begin

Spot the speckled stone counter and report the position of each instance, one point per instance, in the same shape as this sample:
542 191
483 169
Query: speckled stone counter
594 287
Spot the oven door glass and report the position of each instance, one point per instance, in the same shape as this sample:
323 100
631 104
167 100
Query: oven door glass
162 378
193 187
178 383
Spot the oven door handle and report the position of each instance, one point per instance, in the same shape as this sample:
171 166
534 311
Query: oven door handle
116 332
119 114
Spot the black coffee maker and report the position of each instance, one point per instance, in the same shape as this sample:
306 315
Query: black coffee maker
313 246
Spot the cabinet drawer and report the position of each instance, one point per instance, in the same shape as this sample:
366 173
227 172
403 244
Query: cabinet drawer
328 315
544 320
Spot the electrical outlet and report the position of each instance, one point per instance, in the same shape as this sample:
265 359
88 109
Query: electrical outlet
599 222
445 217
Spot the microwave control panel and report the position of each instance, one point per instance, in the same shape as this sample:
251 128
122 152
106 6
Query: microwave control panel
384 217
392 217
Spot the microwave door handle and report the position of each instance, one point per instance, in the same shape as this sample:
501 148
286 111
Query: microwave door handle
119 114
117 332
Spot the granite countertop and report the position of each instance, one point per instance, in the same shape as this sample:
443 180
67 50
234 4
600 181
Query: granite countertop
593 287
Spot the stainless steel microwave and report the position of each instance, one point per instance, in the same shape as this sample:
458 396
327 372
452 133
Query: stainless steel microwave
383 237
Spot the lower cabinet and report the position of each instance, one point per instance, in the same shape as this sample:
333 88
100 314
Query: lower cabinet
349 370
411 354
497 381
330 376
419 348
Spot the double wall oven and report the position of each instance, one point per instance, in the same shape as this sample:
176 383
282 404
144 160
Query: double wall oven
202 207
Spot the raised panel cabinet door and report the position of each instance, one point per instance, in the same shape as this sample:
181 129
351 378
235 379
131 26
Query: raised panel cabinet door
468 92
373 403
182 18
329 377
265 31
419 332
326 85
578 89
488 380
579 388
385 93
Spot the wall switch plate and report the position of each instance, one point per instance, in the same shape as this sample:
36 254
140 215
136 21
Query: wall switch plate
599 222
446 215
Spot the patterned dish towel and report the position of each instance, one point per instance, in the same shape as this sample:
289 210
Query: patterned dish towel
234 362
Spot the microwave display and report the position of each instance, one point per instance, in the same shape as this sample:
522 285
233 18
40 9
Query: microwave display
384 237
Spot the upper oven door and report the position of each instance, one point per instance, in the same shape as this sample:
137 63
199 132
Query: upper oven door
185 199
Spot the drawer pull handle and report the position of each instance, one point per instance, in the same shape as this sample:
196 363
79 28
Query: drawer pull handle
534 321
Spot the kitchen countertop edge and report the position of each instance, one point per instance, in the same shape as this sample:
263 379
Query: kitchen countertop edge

end

__What you have to do__. Convert all the rows above into a JSON list of strings, with one string per line and no entries for blank lines.

__Completed exercise__.
[
  "Spot the speckled stone counter and report the position of each instance, one point per instance, in the same shape as this sample:",
  "542 191",
  "483 169",
  "Query: speckled stone counter",
  "594 287",
  "Spot the oven door glass and report the position of each instance, one point per instance, in the same shape as this sample:",
  "323 100",
  "631 104",
  "167 100",
  "Query: oven door glass",
  "162 378",
  "193 187",
  "178 383",
  "Spot the oven door handle and report the position of each instance, one point per instance, in the same shape as this sample:",
  "171 166",
  "534 311",
  "Query: oven door handle",
  "116 332",
  "119 114",
  "Spot the black coffee maker and report the position of each instance, one point per instance, in the same shape as this sample:",
  "306 315",
  "Query: black coffee maker",
  "313 246",
  "Spot the cabinet drawer and report the position of each instance, one point per instance, in the same shape as this sample:",
  "366 173",
  "227 172",
  "403 244",
  "Query: cabinet drawer",
  "328 315",
  "544 320",
  "Spot the electrical outlet and report the position of each instance, one point per instance, in the same shape as this sample:",
  "265 359",
  "88 109",
  "Query: electrical outlet",
  "599 222",
  "445 217",
  "Spot the microwave control panel and report the position of each instance, one point per instance, in the same shape as this sample:",
  "251 128",
  "122 152",
  "106 6",
  "Query: microwave control panel",
  "384 217",
  "392 217",
  "Spot the microwave door handle and report the position of each instance, one point per instance, in the same shape as this sample:",
  "501 148",
  "286 111",
  "Query: microwave door handle",
  "119 114",
  "117 332",
  "Spot the granite countertop and report the position of each instance, one point per instance, in the same shape as this sample:",
  "443 180",
  "67 50",
  "234 4",
  "600 181",
  "Query: granite countertop",
  "593 287",
  "Spot the stainless steel microwave and report the position of each instance, one point per instance, in the same shape as this sample:",
  "458 396",
  "327 372",
  "452 133",
  "Query: stainless steel microwave",
  "383 237",
  "Spot the lower cabinet and report the position of each instance, one point per instance, in the same shape as this sample:",
  "333 88",
  "100 314",
  "Query: lower cabinet",
  "349 370",
  "411 354",
  "497 381",
  "330 376",
  "419 348",
  "Spot the double wall oven and report the position of each instance, one point per instance, in the same shape as this sample:",
  "176 383",
  "282 404",
  "144 160",
  "Query: double wall oven",
  "202 207",
  "Spot the raised panel cabinet door and report the position of each instance, one point per instance, in the same shape as this sample:",
  "181 129",
  "351 378",
  "235 379",
  "131 26",
  "Query: raised panel cabinet door",
  "468 92",
  "373 403",
  "182 18",
  "329 377",
  "265 31",
  "419 332",
  "326 85",
  "578 89",
  "488 380",
  "579 388",
  "385 93",
  "Spot the wall switch plate and report the position of each instance, one point per instance, in the same shape as this sample:",
  "36 254",
  "140 215",
  "136 21",
  "Query: wall switch plate",
  "599 222",
  "446 215",
  "Spot the patterned dish towel and report the position of each instance, one point per instance, in the same shape as this sample:",
  "289 210",
  "Query: patterned dish towel",
  "234 362",
  "Spot the microwave display and report the position of each instance, one point per instance, in the same shape as this sample:",
  "522 285",
  "233 18",
  "40 9",
  "Query: microwave display",
  "384 237",
  "Spot the upper oven door and report the position of each instance, one point per instance, in the same shape as this sample:",
  "137 63",
  "199 132",
  "Query: upper oven door",
  "185 199",
  "Spot the drawer pull handle and report the position of each instance, one point per instance, in the same shape as this sample:",
  "196 363",
  "79 28",
  "Query: drawer pull handle",
  "534 321",
  "Spot the kitchen countertop edge and report the position of each instance, one point per instance, in the same shape as this sample:",
  "263 379",
  "Query: kitchen countertop edge"
]